Осип Мандельштам поэт Средиземноморья

Слово "средиземный" появляется в стихе Мандельштама в 1914 г.:

Как средиземный краб или звезда морская,
Был выброшен водой последний материк,
К широкой Азии, к Америке привык,
Слабеет океан, Европу омывая.

Тогда же между 1914-м и 1915-м годами краб появляется у Блока в конце поэмы "Соловьиный сад":

И оттуда, где серые спруты
Покачнулись в лазурной щели,
Закарабкался краб всполохнутый
И присел на песчаной мели.

Можно подумать, что это тот же самый краб, только у Блока краб не для сравнения, он действующий персонаж:

Я подвинулся – он приподнялся,
Широко разевая клешни,
И сейчас же с другим повстречался,
Подрались и пропали они.

Такая драка крабов вполне в духе Мандельштама, ибо в его стихотворении начало мировой войны.
Кровный интерес к морской фауне был свойствен Мандельштаму всю жизнь. Уже в стихотворении 1909 г. "тёмная звериная душа"

Ничему не хочет научить,
Не умеет вовсе говорить
И плывёт дельфином молодым
По седым пучинам мировым.

И более чем через четверть века, в 1937 г.:

Гончарами велик остров синий –
Крит зелёный, - запекся их дар
В землю звонкую: слышишь дельфиньих
Плавников их подземный удар?

Вспоминается дельфин, который спас легендарного поэта Ариона, но это и настоящие дельфины в настоящем море. Мандельштама всегда влекли и другие обитатели моря:
К кольчецам спущусь и к усоногим,
Прошуршав средь ящериц и змей,
По упругим сходням, по излогам
Сокращусь, исчезну, как Протей.

Роговую мантию надену,
От горячей крови откажусь,
Обрасту присосками и в пену
Океана завитком вопьюсь.

Тут не только Ламарк, тут и Анри Бергсон с его "Творческой эволюцией", а Бергсона, по свидетельству Георгия Иванова, Мандельштам знал наизусть. Усоногие – морские ракообразные, с которыми может соседствовать и моллюск морской гребешок, чей глаз, согласно Бергсону, напоминает человеческий: "Мы прошли разряды насекомых с наливными рюмочками глаз". Под устойчивым влиянием Бергсона Мандельштам основывается на идее исходного творческого порыва, так что поэзия у него не является частью природы, а предшествует ей, и не только метафорически (метафора-метаморфоза) (см. О.Мандельштам. Собр. соч., Москва, 1994, том 3, с.216). Только творческая эволюция пошла навыворот, от высших форм к низшим. "... Человек перестанет быть человеком. Движение обратно", - как сказал Тынянов (см. Эмма Герштейн. Мемуары. Санкт-Петербург, 1998, с. 35).
=-=-=
Список заданий.
(a) Выпишите все годы, которые упоминаются в статье о Мандельштаме, каждый по одному разу и по возрастанию.
(b) Допишите один абзац, который продолжит статью о Мандельштаме после её последнего предложения.

Записи аннотаций
=-=-=
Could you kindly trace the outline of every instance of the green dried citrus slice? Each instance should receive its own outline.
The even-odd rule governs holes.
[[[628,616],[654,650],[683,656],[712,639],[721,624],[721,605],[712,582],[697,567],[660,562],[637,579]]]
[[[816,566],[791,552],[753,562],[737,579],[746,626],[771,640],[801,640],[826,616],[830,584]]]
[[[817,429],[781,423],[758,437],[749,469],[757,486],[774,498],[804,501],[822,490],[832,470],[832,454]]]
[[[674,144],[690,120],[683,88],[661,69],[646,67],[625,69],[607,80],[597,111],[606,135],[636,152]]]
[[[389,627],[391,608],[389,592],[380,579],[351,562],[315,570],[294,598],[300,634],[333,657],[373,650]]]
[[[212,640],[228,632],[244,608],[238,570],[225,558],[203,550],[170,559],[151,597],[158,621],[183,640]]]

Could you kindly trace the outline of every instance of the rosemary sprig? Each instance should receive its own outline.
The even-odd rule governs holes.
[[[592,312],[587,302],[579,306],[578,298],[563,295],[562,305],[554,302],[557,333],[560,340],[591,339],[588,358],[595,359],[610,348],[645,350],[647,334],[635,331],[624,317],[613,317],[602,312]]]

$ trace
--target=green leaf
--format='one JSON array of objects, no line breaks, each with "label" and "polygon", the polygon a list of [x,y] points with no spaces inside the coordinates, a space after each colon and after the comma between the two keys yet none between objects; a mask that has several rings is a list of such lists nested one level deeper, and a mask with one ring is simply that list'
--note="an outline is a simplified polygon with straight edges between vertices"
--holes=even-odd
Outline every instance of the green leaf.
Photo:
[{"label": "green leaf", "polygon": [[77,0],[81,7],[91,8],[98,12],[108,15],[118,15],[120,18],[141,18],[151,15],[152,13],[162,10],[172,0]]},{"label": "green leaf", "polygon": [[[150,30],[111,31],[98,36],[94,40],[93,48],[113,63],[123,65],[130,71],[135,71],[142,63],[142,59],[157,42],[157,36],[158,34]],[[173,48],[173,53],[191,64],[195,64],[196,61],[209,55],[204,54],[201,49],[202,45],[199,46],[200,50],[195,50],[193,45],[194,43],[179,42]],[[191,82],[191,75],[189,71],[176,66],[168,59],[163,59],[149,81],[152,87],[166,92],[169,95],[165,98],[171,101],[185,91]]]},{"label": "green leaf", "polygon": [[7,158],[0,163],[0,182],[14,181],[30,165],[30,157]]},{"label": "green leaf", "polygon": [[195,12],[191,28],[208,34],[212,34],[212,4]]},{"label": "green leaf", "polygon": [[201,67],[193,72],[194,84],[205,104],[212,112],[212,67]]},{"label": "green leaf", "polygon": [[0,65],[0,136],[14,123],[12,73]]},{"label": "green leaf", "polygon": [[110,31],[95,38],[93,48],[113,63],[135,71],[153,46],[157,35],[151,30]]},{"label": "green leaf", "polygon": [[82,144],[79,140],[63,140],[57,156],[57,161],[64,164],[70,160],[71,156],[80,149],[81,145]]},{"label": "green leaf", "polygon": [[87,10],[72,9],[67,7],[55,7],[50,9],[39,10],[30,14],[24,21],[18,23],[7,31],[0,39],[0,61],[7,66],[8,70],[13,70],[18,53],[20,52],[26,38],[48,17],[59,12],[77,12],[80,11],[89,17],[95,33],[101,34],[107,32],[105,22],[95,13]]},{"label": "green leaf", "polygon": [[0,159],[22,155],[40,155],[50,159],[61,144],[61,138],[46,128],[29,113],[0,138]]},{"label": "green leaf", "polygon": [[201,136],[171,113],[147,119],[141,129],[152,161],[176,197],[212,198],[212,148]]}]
=-=-=
Ожидаемые ответы.
(a) 1909, 1914, 1915, 1937, 1994, 1998

(b)
Существенно, что у Мандельштама Европа сравнивается не просто с крабом, но с крабом средиземным. В "Шуме времени" Мандельштама Средиземное море появляется в связи с Надсоном: "Вглядываясь в лицо вечного юноши – Надсона, я изумляюсь одновременно настоящей огненностью этих черт и совершенной их невыразительностью, почти деревянной простотой... Пошли его в Ниццу, покажи ему Средиземное море, он всё будет петь свой идеал и страдающее поколение – разве что прибавит чайку и гребень волны... Кто он такой – этот деревянный монах с невыразительными чертами вечного юноши, этот вдохновенный истукан учащейся молодёжи, именно учащейся молодёжи, то есть избранного народа неких столетий, этот пророк гимназических вечеров?" (О.Мандельштам, там же, т. 2, с 357). Такой Надсон – потенциальный двойник Мандельштама, не успевший, не сумевший стать Мандельштамом, так как ему не хватило... Средиземного моря, куда пытался убежать юный Мандельштам:

Чуя грядущие казни, от рёва событий мятежных
Я убежал к нереидам на Чёрное море...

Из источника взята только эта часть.